EXCERPT PROVIDED:
■ ■ ■ ■

In stark contrast, there are a small number of brewers out there that still adhere to the German Beer Purity Law called “Reinheitsgebot” (hastily pronounced with a scowl). This law, enacted in 1487, was introduced, primarily, to prevent price competition with bakers for wheat and rye.

Over the teeth, past the gums, look out stomach, here it comes....

Reinheitsgebot stated that the only ingredients that could be used in the production of beer were water, barley, and hops. Wheat was later adopted as the fourth acceptable ingredient. The law stayed in effect for some 500 years before being lifted in 1988, but breweries such as Sudwerk in Davis, California, preserve this German heritage by creating wonderful beers with these limited ingredients.

Purity and Simplicity…at its finest.

Sudwerk Münchener Helles Lager  is a Munich-style Lager, which was the German answer to the then popular lagers of Plzen – a beer that drinks very crisp,  is a thirst quencher and  contains delicious pale malts ad spicy hops.  Sudwerk Lager pours a bright, golden-yellow, medium body with a sturdy, thick, two-finger head. This beer has the appearance of many run-of-the-mill Macro lagers, but the similarities end here. The smell of pale malt and a hint of toasted grain and apples are overtly evident. The taste fully embodies that of a very well-balanced beer. A perfect expanse of light bready malts balanced with grassy and slight citrus hop bitterness. This beer is an embodiment of a proper Helles; very crisp and highly drinkable.  It’s ideal for long tailgate parties and hot afternoons. A great light beer that doesn’t rely on quadrapedal pitch men to generate appeal. Sudwerk Lager is what Macrobrews want to be when they grow up.

It may be worth noting we had a special guest at out last tasting – let’s call him “Dr. Beer.”  He’s a real doctor, and according to him, he can make up his own nicknames.  This particular beer came out as one of the top beers for that tasting, so it gets the coveted “Dr. Beer Recommends!”

You can find this beer at the following locations:

Colonial Wine & Spirits – Little Rock
Tri Lake Spirits – Hot Springs
Liquor Mart and Wine Shoppe – Fayetteville
Lake Liquors –  Maumelle
Judicious Spirits – Mountain Home
Shamrock Liquor Warehouse – Fort Smith

We gave this beer 4.5 Diamonds

To age, or not to age. Part II

On the previous post we discussed some general rules for aging beers. Did you try to age a beer? I did – but it only lasted for one day. It was still delicious! It’s important to know: much like wine, the majority of beer is made to be consumed fresh. Only a particular beer will benefit from aging. So let’s discuss some of the most common types of beers for aging. Judging by type of beer, ABV, and known yeast behavior, the following types of beer are a few suggestions for starting a cellar:

  • Russian Imperial Stout – these thick, high ABV beer’s malts can benefit greatly from aging.

■ ■ ■ ■

STATED PROBLEM 1:
Answer these questions about the beer review:
(a) In what year was the German Beer Purity Law enacted?
(b) What ingredient was later accepted as the fourth allowed ingredient?
(c) How many Diamonds did the reviewers give Sudwerk Lager?

■ ■ ■ ■

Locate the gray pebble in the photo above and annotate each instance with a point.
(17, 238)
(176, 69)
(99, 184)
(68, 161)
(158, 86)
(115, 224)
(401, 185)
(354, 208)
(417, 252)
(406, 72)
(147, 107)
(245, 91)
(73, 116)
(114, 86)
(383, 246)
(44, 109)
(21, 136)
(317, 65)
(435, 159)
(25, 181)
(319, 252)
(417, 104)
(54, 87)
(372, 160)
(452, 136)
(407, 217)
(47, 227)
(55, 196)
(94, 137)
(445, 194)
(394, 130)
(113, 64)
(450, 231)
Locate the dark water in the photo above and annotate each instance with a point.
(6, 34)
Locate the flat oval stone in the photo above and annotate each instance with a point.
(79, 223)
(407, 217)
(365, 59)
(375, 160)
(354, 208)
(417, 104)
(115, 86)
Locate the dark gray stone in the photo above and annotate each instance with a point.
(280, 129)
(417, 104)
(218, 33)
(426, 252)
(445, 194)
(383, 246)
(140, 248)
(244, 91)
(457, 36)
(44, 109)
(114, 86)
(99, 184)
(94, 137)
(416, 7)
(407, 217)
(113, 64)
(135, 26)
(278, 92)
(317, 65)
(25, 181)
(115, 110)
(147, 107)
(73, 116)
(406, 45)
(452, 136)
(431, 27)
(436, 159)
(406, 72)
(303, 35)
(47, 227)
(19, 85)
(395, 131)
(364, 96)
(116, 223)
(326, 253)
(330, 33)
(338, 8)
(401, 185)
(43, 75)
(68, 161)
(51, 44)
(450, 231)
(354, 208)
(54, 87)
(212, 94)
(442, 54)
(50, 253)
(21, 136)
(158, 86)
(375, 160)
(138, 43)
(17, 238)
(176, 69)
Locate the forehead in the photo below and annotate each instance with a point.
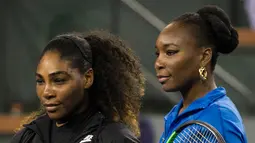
(176, 34)
(51, 62)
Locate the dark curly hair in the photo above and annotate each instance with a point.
(118, 80)
(211, 27)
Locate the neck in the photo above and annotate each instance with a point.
(197, 90)
(80, 109)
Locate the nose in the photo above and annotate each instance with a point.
(158, 64)
(48, 92)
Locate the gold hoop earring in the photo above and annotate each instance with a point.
(203, 73)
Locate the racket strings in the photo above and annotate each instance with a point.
(195, 134)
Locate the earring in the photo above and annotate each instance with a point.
(203, 73)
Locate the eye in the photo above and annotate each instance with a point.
(156, 53)
(59, 81)
(171, 52)
(39, 81)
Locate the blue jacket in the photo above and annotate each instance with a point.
(214, 108)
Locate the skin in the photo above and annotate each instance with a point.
(178, 62)
(60, 87)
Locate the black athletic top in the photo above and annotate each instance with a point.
(92, 128)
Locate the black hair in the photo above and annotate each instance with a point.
(211, 27)
(118, 80)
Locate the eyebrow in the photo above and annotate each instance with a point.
(169, 44)
(54, 74)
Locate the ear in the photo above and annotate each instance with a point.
(88, 78)
(206, 56)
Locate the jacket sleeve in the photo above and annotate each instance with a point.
(23, 136)
(18, 136)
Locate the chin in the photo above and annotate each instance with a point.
(54, 116)
(168, 88)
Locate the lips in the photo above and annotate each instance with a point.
(51, 107)
(163, 79)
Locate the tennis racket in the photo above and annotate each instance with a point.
(195, 132)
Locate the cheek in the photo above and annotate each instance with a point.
(71, 95)
(184, 69)
(39, 91)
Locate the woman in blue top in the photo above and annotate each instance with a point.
(187, 50)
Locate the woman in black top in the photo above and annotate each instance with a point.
(90, 87)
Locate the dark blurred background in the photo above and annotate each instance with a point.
(26, 26)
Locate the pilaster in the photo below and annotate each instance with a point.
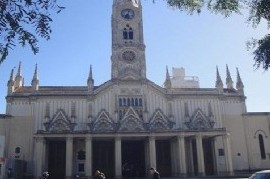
(181, 156)
(69, 157)
(200, 155)
(152, 152)
(88, 156)
(118, 158)
(228, 153)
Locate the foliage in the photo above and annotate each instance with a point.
(258, 10)
(21, 21)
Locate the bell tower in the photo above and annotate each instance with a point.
(128, 49)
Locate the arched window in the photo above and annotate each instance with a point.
(132, 102)
(262, 149)
(81, 155)
(140, 102)
(128, 33)
(120, 102)
(136, 102)
(125, 34)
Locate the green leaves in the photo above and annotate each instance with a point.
(23, 21)
(225, 7)
(262, 53)
(258, 10)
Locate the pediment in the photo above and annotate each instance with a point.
(103, 123)
(159, 121)
(200, 121)
(59, 123)
(131, 121)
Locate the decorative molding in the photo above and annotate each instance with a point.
(131, 121)
(59, 123)
(199, 121)
(159, 121)
(260, 132)
(103, 123)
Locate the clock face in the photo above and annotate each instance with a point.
(127, 13)
(128, 56)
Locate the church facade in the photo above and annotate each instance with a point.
(129, 124)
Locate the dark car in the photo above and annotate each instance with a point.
(265, 174)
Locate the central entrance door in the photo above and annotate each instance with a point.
(57, 159)
(103, 157)
(133, 159)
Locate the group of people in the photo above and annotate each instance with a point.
(99, 175)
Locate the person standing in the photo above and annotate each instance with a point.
(155, 174)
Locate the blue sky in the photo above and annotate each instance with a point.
(82, 36)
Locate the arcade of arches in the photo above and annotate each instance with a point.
(129, 155)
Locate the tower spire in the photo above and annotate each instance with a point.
(19, 78)
(239, 83)
(35, 80)
(10, 83)
(219, 83)
(90, 80)
(229, 81)
(167, 83)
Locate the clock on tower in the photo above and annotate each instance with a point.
(128, 49)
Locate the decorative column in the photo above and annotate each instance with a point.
(118, 157)
(39, 153)
(69, 157)
(152, 152)
(228, 153)
(200, 155)
(181, 156)
(88, 156)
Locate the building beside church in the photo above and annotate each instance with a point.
(129, 124)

■ ■ ■ ■

STATED PROBLEM 2:
Echo the records without changes, starting at the line that contains "Locate the decorative column" and ending at the last line of the records, with both ends included.

FINAL RESULT 1:
(a) 1487
(b) Wheat
(c) 4.5 Diamonds

FINAL RESULT 2:
Locate the decorative column in the photo above and annotate each instance with a point.
(118, 157)
(39, 153)
(69, 157)
(152, 152)
(228, 153)
(200, 155)
(181, 156)
(88, 156)
Locate the building beside church in the photo above and annotate each instance with a point.
(129, 124)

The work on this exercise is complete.